--- begin ---

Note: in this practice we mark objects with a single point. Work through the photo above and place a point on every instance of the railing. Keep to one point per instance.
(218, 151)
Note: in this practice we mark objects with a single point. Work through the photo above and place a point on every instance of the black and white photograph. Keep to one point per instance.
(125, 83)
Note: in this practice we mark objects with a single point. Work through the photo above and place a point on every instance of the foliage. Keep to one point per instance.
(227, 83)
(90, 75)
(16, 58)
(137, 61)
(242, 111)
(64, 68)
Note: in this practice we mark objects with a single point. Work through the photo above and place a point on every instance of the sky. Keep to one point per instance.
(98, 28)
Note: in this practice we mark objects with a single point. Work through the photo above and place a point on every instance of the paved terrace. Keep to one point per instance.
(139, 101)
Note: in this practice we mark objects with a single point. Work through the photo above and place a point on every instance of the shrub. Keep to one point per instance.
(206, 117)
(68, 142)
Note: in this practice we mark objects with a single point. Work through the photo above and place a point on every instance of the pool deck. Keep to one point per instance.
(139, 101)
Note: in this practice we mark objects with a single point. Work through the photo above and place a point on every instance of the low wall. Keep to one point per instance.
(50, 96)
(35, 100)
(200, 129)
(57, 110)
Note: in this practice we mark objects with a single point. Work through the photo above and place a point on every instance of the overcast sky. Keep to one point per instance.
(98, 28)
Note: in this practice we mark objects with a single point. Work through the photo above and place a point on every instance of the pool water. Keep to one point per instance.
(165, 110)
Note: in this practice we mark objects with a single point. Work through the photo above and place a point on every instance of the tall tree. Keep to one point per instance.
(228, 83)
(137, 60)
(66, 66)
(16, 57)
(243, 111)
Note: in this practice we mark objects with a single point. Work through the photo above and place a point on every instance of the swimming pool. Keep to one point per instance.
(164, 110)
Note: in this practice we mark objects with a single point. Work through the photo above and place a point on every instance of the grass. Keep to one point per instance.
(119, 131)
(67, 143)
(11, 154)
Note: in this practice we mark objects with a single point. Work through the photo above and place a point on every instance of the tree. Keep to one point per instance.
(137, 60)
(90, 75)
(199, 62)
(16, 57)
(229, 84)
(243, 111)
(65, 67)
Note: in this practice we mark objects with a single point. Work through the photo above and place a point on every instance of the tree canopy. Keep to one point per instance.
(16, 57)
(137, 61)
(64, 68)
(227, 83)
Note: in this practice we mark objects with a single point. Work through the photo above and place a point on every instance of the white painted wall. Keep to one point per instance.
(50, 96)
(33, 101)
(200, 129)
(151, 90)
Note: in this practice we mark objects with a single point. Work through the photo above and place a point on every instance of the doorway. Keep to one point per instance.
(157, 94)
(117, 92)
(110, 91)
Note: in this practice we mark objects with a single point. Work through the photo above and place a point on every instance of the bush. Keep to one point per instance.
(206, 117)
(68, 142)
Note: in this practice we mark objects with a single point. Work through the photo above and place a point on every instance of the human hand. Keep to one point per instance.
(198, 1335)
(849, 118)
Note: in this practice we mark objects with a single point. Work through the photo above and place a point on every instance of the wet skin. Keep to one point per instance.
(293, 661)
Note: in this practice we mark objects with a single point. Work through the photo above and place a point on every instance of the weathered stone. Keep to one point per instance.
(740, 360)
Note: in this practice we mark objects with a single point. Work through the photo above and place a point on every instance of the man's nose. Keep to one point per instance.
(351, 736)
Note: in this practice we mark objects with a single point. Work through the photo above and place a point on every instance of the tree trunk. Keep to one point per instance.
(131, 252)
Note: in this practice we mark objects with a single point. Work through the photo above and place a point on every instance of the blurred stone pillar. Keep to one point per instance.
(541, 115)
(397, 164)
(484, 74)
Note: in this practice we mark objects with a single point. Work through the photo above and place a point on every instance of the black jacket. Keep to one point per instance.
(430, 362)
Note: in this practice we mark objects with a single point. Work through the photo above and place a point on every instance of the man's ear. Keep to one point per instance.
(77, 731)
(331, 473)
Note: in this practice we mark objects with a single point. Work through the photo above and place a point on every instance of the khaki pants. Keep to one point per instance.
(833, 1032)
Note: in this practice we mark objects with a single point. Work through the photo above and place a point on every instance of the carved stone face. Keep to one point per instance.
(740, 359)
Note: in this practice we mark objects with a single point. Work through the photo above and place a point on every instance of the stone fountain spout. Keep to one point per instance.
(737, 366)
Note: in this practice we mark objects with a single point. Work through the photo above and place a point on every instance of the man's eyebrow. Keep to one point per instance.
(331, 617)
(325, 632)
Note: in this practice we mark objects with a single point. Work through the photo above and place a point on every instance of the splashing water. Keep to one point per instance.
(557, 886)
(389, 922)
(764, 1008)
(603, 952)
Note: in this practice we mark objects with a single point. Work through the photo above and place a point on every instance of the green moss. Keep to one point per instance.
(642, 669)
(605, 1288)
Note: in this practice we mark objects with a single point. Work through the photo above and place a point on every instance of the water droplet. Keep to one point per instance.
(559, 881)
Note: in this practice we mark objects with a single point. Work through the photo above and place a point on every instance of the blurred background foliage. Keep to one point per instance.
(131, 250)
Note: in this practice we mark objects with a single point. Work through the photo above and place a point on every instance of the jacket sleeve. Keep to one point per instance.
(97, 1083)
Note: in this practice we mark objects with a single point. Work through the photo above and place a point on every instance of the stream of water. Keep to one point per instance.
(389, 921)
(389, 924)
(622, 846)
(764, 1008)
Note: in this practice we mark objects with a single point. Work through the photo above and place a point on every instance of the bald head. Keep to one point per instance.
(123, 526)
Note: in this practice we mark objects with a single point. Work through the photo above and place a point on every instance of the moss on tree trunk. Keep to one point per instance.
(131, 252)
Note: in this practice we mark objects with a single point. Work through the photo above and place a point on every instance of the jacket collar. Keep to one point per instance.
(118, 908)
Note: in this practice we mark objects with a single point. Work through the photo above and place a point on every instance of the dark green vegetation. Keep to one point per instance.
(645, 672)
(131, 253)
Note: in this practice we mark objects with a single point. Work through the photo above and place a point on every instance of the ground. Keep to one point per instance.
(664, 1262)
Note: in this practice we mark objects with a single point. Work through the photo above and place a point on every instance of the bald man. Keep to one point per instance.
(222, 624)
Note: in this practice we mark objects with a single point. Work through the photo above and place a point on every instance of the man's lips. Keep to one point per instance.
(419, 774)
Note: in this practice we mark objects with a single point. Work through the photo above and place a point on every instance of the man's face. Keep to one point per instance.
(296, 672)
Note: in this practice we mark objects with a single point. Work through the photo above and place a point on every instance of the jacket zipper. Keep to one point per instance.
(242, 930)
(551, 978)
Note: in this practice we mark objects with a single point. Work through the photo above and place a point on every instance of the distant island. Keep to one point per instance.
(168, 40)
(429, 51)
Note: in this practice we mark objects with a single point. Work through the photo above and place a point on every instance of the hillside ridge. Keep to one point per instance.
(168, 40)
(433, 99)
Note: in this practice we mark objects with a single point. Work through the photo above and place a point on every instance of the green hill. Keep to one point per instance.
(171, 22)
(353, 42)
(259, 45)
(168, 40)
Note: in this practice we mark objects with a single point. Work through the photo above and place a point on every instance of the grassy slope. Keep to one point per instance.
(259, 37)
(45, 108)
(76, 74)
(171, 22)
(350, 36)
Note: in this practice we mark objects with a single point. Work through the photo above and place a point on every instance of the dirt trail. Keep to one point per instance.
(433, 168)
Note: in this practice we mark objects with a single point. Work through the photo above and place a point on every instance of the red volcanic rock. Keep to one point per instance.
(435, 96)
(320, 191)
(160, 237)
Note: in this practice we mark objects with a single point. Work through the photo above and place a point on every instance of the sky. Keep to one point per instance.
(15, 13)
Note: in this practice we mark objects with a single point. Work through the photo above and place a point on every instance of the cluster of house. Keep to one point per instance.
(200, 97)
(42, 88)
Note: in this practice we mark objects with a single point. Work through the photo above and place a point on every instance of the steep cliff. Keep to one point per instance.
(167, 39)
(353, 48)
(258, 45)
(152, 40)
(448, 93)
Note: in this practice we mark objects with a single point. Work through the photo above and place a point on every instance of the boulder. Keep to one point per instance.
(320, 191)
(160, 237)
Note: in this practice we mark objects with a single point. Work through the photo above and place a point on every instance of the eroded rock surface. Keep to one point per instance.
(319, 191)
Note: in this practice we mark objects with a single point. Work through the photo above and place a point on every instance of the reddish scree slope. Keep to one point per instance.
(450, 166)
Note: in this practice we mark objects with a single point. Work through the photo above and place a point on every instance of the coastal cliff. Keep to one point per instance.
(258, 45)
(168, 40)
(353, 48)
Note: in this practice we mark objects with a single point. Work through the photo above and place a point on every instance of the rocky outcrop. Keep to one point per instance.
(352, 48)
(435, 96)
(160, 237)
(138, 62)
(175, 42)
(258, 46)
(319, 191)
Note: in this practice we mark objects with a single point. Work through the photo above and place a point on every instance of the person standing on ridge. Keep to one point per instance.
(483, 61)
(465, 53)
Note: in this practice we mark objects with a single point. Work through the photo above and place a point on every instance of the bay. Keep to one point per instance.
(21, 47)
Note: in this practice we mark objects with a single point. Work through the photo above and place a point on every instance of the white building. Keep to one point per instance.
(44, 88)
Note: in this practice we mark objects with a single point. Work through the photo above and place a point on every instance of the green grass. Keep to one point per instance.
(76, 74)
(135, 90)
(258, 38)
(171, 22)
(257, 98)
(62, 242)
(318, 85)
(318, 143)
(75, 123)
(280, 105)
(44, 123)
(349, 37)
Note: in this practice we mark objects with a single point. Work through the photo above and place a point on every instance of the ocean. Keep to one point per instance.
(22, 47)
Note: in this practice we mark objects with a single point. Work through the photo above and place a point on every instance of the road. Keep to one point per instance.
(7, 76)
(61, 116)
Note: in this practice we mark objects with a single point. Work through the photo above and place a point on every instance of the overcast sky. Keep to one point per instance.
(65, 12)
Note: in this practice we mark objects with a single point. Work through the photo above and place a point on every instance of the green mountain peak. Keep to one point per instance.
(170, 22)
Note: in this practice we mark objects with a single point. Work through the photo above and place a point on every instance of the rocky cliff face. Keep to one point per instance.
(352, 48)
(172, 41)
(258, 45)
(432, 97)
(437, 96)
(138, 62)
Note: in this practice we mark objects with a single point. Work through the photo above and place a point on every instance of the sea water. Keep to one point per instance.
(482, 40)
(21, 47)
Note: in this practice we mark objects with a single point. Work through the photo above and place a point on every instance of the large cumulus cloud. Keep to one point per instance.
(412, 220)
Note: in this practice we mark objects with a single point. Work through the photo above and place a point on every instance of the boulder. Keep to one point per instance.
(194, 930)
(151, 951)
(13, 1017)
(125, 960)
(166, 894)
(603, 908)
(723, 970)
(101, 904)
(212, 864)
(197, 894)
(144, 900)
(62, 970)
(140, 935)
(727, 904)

--- end ---

Take the line with "green grass. Keep to one point per instance." and all lines after it to the last line, and reproduce them exactly.

* ANSWER
Note: in this practice we mark objects with a single point. Work through the photo above and place a point on every instance of the green grass. Keep to one point per instance.
(76, 74)
(135, 90)
(258, 38)
(171, 22)
(257, 98)
(62, 242)
(318, 85)
(318, 143)
(75, 123)
(280, 105)
(44, 123)
(349, 37)
Note: in this practice we mark objects with a single point. Work through the photo above and place a point on every instance of the ocean. Keep to one point per instance.
(22, 47)
Note: in this practice we mark objects with a single point. Work through the photo above and place a point on every instance of the road. Keep to one point per instance.
(7, 76)
(61, 116)
Note: in this practice we mark objects with a single point. Work through the photo above and place a point on every instance of the overcast sky. Keep to one point per instance.
(65, 12)
Note: in this practice we mark objects with a single point. Work through the photo above and place a point on every instance of the green mountain peak. Keep to one point per instance.
(170, 22)
Note: in this practice we mark objects with a single point. Work through the photo above and place a point on every instance of the rocky cliff face. Keep to one point per instance.
(352, 48)
(172, 41)
(258, 45)
(432, 97)
(437, 96)
(138, 62)
Note: in this practice we mark objects with a single point. Work through the photo above and place a point on every instance of the sea water. Keep to one point per instance.
(482, 40)
(21, 47)
Note: in this practice we mark objects with a single point. Work through the photo above and place a point on every instance of the large cumulus cloud. Keep to one point per instance.
(412, 220)
Note: in this practice we mark objects with a single point. Work through the photo above and place a point on every instance of the boulder. Keep to one point per instance.
(194, 930)
(151, 951)
(13, 1017)
(125, 960)
(166, 894)
(603, 908)
(723, 970)
(101, 904)
(212, 864)
(197, 894)
(144, 900)
(62, 970)
(140, 935)
(727, 904)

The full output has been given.